Image point annotation entries

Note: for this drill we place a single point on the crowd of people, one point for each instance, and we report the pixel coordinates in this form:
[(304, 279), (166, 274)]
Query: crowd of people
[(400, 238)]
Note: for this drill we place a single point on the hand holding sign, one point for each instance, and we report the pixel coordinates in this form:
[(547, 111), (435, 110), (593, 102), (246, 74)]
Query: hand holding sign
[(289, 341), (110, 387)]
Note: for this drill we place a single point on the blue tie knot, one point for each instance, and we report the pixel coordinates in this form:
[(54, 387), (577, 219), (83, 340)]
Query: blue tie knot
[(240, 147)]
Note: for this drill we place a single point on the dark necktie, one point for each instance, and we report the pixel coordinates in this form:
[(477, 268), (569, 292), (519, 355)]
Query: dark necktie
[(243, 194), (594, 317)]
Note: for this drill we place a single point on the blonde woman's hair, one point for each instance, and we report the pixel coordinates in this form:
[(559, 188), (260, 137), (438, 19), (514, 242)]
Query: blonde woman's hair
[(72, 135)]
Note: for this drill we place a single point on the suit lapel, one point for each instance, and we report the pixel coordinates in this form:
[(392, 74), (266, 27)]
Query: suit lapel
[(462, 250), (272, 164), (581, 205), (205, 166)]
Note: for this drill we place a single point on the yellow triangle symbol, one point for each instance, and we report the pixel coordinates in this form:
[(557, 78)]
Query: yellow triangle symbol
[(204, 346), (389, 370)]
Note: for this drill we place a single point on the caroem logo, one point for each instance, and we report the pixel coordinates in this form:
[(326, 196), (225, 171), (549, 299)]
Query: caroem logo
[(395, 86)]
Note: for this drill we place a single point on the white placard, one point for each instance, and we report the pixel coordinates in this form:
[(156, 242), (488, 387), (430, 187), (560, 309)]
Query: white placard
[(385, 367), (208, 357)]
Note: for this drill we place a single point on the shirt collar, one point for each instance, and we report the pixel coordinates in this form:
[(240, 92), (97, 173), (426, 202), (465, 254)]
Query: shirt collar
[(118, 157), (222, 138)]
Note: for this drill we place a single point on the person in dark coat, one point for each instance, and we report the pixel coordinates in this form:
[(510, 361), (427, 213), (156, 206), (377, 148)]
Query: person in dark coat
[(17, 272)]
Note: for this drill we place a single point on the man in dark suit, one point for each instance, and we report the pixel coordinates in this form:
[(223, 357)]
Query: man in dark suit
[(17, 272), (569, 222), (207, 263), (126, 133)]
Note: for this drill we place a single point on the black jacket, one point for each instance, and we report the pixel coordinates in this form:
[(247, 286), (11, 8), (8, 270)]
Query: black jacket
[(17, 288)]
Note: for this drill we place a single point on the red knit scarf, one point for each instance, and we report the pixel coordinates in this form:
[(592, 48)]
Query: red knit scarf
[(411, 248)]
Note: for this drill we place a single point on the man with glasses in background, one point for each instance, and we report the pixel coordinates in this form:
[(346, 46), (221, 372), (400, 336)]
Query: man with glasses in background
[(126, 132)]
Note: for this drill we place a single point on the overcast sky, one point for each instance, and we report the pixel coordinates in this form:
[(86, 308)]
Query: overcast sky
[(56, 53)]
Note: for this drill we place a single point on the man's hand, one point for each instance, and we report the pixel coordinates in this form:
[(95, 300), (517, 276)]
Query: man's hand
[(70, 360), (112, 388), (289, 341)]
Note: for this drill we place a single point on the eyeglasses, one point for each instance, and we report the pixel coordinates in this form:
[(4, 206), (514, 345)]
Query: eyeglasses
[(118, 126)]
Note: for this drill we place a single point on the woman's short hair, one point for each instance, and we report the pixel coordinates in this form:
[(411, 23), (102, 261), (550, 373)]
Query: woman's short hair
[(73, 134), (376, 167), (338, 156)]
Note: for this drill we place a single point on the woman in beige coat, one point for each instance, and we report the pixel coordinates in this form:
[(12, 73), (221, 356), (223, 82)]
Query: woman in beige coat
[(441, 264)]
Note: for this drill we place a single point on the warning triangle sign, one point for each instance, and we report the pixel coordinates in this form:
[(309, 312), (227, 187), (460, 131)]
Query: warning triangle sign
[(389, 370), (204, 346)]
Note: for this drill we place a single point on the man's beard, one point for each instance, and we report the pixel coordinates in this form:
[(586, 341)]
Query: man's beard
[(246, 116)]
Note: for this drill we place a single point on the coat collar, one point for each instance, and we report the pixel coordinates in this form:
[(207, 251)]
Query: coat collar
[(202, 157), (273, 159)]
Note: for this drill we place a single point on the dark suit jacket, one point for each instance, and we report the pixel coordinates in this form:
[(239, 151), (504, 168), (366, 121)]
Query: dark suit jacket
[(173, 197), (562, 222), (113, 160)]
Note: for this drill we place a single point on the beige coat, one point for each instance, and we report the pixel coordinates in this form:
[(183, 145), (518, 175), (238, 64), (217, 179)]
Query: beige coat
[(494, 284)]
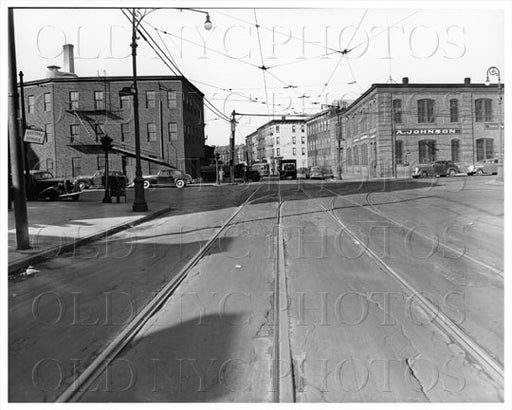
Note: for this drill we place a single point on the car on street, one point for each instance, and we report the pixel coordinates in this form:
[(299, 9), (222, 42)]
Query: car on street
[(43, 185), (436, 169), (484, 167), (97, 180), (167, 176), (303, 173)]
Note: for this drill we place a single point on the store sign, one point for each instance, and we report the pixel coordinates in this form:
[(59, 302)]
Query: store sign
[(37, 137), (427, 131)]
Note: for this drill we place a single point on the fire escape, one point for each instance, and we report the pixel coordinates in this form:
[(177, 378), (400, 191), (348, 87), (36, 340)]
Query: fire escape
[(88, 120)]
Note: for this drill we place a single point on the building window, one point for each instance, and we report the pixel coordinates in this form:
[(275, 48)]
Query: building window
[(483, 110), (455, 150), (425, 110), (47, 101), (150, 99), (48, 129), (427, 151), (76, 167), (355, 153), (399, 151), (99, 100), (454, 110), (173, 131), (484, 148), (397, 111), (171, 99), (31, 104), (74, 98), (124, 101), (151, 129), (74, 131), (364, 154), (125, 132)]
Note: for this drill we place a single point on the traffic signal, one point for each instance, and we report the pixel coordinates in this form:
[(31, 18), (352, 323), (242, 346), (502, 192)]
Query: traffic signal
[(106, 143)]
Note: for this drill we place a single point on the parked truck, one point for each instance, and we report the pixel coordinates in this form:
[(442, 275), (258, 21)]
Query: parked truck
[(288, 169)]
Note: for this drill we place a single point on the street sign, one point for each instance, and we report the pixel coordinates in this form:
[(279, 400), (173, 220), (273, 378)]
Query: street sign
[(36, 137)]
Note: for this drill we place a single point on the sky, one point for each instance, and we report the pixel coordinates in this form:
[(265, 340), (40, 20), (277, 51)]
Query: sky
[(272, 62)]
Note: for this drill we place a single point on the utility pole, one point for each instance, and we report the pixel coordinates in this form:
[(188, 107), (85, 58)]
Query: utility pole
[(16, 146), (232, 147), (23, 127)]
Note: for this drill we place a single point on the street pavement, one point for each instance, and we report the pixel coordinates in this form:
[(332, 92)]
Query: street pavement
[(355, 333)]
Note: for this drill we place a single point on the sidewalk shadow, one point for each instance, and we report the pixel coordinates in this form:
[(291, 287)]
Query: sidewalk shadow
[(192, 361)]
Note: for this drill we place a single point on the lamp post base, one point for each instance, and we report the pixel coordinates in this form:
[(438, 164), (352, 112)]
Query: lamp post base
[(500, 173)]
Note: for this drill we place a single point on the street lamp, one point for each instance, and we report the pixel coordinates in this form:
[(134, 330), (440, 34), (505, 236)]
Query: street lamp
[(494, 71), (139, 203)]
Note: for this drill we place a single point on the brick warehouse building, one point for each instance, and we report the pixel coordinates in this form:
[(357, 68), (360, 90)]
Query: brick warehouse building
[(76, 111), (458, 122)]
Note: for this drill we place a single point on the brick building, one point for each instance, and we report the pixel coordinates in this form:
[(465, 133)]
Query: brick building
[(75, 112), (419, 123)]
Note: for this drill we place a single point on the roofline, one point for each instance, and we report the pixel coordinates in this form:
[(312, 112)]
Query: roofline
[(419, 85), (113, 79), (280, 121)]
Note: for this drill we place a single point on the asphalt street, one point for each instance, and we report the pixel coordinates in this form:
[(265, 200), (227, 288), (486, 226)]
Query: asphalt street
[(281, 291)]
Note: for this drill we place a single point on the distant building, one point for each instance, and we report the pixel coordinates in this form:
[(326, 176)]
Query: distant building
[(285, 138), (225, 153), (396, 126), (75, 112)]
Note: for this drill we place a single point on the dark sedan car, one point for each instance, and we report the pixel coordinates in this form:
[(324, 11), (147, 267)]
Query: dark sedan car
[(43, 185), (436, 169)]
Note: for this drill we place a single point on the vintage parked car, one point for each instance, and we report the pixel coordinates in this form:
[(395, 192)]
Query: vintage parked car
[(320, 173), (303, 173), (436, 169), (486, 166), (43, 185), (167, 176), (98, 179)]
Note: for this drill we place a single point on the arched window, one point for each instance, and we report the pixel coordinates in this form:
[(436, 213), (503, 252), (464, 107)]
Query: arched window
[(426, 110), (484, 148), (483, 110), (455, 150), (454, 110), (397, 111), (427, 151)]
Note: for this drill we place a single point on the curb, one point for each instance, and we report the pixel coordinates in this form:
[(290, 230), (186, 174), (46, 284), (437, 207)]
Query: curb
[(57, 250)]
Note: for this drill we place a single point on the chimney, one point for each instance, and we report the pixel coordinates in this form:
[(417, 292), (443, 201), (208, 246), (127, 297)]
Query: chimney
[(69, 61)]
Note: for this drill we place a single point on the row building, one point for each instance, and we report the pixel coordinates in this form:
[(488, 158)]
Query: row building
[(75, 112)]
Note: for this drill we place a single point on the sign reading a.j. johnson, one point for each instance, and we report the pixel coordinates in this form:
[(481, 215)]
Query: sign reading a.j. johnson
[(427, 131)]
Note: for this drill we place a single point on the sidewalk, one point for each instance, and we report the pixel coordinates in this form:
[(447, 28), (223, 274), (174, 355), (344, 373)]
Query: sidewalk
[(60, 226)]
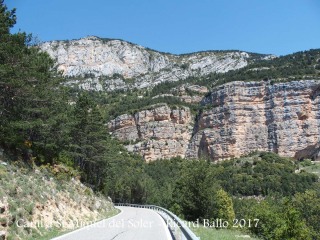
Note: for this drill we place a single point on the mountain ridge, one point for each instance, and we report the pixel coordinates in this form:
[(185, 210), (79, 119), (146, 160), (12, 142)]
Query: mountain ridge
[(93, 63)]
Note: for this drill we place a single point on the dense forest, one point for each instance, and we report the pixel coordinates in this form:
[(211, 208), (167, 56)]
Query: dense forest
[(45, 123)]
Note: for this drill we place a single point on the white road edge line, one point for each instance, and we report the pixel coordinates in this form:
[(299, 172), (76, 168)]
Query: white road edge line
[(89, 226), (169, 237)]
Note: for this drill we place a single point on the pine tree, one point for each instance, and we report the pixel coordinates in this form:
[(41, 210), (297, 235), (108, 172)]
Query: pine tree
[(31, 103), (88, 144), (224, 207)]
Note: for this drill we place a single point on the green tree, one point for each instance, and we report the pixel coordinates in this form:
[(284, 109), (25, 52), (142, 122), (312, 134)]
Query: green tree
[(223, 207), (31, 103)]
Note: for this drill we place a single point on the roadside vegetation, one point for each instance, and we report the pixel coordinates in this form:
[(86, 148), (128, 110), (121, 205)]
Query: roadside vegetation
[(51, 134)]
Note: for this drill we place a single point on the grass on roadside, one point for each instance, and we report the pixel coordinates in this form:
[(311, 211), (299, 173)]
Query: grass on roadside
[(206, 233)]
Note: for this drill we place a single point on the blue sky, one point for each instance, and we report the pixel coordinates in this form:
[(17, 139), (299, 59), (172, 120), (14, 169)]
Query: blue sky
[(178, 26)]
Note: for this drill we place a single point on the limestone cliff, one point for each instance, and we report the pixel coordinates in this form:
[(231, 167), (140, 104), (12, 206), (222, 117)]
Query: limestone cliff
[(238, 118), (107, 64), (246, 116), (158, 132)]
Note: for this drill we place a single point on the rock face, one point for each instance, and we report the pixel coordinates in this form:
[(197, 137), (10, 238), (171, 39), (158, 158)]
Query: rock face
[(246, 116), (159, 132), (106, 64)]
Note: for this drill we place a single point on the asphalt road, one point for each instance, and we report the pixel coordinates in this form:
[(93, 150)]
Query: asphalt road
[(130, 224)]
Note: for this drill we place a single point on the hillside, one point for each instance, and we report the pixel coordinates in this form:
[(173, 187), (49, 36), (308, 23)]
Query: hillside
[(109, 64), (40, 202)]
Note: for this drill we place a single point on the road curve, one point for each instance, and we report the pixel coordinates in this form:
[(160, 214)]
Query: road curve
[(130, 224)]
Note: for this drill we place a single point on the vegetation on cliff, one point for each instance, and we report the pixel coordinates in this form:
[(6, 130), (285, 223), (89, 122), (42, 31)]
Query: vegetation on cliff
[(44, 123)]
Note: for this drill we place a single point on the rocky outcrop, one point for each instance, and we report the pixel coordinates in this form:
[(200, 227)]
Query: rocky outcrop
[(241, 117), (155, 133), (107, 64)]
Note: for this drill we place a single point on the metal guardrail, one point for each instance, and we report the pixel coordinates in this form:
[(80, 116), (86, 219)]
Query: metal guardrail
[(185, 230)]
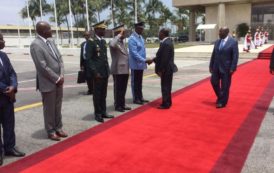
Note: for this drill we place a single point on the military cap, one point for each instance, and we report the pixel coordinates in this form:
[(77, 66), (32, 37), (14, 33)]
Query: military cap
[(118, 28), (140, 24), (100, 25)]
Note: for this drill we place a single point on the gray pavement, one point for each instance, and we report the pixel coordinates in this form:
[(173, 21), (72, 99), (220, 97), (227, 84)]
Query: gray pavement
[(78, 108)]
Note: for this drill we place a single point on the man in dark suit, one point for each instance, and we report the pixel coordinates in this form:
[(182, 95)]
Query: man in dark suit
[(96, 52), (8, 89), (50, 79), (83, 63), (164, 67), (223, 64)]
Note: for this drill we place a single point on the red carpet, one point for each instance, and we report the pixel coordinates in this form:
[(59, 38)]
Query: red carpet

* The problem: Revise the material from its first line up to and including the line with "[(72, 135)]", replacing "drill" with "exercise" and leaving everything else unchanged.

* Solution to this task:
Note: for this exercise we place a single point on the crowd of people, one point for each instance, and we report the pixel coordinates in this form:
[(304, 279), (166, 274)]
Query: crowd of people
[(400, 238)]
Note: for this exercise we place a single point on the hand holding sign, one point for each instance, and we report the pixel coordinates in this form:
[(547, 111), (435, 110), (593, 102), (246, 74)]
Query: hand holding sign
[(289, 341), (110, 387)]
Note: for this exercise we place a single point on the blue tie knot, one point for each instance, and we report the pixel coordinates in this form:
[(54, 387), (577, 219), (83, 340)]
Query: blue tie knot
[(240, 147)]
Note: for this exercise we place a single point on the dark necktie, one point for each instance, and we report the pixel coordinates in this form:
[(477, 268), (569, 292), (519, 355)]
Query: dark necktie
[(243, 194), (594, 317)]
Note: for this exercise we place a single point on the blonde woman's hair, one point for each instance, and we report the pixel coordinates in this form:
[(559, 188), (260, 137), (438, 19), (514, 242)]
Query: blonde woman's hair
[(72, 135)]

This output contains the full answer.